# [What this exercise asks]
1/ Answer these questions from the press release on immigration reform below, one answer per line, marked the same way:
(a) Who is president of the California Farm Bureau Federation?
(b) What share of the farmers who answered the Farm Bureau's online survey described significant problems hiring enough employees?
(c) How many members does the California Farm Bureau Federation represent statewide?
2/ Summarize the press release on immigration reform below in two sentences.

# [Quoted text]
________________________________________
Posted: January 28, 2013 5:43 p.m.
Updated: January 28, 2013 5:43 p.m.
 

With farmers across California reporting chronic problems in hiring enough people to tend and harvest crops, the leader of the state’s largest farm organization welcomed today’s release of a bipartisan framework for comprehensive immigration reform in the U.S. Senate.

“We’re encouraged that our elected officials acknowledge the immigration issues that face the nation and in particular farmers and their employees, and that immigration reform will be a priority this year,” California Farm Bureau Federation President Paul Wenger said. “Farmers struggle to hire enough domestic employees, so they rely on foreign employees willing to harvest America’s food. Many of the people who tend to the food we eat are not properly documented. Reform of immigration laws should secure our borders and allow immigrants who are contributing to our communities to work in farming.”

Wenger said he is pleased that the plan announced today includes a pledge to secure the border while crafting a workable immigration program for agriculture. He noted that in an online survey conducted by Farm Bureau last year, California farmers and ranchers described continuing problems in finding enough people to take on-farm jobs.

“Nearly two-thirds of the farmers who responded to our survey described significant problems hiring enough employees,” Wenger said. “We learned that not having a workable immigration program for agricultural employees affects farmers throughout the state and across an array of crops, especially fruits and vegetables. California’s future as the nation’s leading source of nutritious fruits and vegetables relies on a steady workforce―and immigration reform is the only solution.”

As a new harvest season begins, Wenger said, it’s important for Congress to work on a solution sooner rather than later. He added that the California Farm Bureau, as part of the newly formed Agriculture Workforce Coalition and as a partner in the American Farm Bureau Federation, is focused on enacting reform this year.

“It’s important that any agricultural immigration program provide the flexibility needed for the large variety of fruits, vegetables, crops and livestock grown by American farmers,” Wenger said. “What we’ve seen today from the bipartisan group of senators reflects movement in the right direction for reform, and Congress must keep moving forward.”

The California Farm Bureau Federation works to protect family farms and ranches on behalf of more than 74,000 members statewide and as part of a nationwide network of more than 6.2 million Farm Bureau members.
________________________________________
# [Stored rows]

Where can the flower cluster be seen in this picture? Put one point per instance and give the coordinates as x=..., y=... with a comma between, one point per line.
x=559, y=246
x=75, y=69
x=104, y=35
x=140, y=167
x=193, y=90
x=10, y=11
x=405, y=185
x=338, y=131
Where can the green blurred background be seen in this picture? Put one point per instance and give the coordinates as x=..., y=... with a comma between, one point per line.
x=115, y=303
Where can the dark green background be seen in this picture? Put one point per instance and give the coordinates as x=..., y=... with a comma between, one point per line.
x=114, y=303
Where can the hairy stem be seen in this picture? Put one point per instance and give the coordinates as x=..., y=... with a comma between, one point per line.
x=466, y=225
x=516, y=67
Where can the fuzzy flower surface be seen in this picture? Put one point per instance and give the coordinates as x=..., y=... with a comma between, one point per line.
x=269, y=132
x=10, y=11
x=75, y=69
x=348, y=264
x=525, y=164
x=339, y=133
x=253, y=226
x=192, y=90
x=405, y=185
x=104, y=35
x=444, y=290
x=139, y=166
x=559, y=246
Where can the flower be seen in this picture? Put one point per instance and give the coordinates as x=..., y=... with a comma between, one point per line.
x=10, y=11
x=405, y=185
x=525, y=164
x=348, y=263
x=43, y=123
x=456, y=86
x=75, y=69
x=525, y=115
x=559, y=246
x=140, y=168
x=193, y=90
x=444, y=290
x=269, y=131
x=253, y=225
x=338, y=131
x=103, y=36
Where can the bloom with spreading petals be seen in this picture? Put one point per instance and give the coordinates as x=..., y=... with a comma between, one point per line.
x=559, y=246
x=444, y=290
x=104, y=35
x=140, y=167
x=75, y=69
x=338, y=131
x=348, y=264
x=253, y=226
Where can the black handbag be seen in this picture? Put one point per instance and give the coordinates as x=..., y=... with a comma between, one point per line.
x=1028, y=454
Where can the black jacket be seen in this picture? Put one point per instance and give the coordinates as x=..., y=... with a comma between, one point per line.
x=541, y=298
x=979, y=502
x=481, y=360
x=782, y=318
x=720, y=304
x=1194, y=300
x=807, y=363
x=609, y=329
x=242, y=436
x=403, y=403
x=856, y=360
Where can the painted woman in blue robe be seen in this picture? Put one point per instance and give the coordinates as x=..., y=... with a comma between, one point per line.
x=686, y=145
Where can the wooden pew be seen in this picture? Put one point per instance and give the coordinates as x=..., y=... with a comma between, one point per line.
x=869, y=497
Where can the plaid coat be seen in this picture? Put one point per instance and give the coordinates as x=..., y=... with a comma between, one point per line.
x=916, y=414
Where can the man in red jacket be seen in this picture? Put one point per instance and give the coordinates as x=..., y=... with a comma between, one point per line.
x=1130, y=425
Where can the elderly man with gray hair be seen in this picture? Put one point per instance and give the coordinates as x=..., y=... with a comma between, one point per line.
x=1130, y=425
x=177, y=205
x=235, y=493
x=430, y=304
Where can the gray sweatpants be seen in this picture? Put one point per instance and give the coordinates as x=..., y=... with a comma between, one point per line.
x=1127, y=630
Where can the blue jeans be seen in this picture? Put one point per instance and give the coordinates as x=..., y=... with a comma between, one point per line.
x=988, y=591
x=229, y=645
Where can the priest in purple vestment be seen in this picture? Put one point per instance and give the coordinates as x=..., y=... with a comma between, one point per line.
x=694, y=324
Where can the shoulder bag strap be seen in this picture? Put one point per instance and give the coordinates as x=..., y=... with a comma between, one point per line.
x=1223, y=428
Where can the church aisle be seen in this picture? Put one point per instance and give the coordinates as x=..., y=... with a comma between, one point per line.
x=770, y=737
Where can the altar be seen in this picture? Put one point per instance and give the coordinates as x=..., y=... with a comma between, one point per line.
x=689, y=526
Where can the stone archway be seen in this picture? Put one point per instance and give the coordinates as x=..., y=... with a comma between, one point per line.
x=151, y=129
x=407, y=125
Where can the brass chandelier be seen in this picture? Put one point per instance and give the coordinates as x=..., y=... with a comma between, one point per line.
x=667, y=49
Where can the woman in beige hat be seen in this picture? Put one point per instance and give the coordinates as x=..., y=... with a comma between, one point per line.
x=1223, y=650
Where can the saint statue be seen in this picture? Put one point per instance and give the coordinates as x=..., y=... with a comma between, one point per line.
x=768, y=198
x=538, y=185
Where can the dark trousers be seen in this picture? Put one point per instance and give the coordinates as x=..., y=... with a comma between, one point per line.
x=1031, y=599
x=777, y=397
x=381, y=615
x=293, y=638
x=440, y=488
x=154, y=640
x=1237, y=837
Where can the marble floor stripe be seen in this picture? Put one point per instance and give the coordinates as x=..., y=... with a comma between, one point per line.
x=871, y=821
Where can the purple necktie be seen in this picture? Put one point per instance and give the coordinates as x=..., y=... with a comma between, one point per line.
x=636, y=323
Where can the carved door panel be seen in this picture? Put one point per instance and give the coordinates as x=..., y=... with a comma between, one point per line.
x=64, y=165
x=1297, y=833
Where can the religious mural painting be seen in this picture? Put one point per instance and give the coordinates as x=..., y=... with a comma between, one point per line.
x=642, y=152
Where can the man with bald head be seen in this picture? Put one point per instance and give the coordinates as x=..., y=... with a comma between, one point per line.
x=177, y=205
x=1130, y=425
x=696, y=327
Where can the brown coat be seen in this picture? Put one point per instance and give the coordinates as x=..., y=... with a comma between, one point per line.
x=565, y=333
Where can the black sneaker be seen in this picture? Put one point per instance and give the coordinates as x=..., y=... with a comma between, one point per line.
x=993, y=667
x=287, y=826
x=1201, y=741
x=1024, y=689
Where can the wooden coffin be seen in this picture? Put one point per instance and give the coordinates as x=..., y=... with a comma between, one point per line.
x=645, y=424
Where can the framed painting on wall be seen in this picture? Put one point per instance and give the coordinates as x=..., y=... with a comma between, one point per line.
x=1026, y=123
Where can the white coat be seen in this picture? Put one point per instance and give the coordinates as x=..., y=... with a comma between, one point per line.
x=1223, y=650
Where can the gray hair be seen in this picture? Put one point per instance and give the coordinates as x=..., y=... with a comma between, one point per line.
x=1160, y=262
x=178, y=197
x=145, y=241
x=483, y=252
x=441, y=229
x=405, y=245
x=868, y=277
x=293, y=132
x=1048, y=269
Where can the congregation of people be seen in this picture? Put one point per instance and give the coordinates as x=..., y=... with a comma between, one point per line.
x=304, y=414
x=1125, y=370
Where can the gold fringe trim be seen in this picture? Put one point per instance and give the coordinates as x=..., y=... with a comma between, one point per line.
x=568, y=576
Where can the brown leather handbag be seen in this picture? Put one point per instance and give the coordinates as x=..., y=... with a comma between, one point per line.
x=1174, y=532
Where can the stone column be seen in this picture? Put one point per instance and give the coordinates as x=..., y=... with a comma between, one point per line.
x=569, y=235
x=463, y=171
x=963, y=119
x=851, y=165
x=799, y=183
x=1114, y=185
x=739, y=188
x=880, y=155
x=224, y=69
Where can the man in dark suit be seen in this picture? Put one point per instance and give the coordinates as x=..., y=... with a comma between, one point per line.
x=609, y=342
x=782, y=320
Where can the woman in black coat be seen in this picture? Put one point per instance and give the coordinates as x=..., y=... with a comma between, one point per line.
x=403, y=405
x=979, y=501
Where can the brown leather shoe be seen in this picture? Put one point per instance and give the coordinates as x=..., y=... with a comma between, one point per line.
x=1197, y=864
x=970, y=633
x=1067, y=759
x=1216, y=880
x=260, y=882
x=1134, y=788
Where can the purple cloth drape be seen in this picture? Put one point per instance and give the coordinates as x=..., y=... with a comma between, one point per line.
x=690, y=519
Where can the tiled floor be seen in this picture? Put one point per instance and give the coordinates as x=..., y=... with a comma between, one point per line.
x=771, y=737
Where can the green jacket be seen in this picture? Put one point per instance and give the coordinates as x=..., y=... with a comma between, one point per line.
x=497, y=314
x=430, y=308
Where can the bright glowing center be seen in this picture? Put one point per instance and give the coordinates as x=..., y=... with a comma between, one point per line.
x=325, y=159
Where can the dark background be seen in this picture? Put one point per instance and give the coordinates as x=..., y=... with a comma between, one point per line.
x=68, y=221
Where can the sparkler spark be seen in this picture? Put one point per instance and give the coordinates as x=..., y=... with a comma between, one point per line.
________________________________________
# [Results]
1/
(a) Paul Wenger
(b) Nearly two-thirds
(c) More than 74,000

2/ California Farm Bureau Federation President Paul Wenger welcomed a bipartisan Senate framework for comprehensive immigration reform, saying farmers struggle to hire enough domestic employees and rely on foreign workers to harvest crops. Citing a Farm Bureau survey in which nearly two-thirds of responding farmers reported significant hiring problems, he urged Congress to enact reform this year with the flexibility needed for the wide variety of crops and livestock American farmers raise.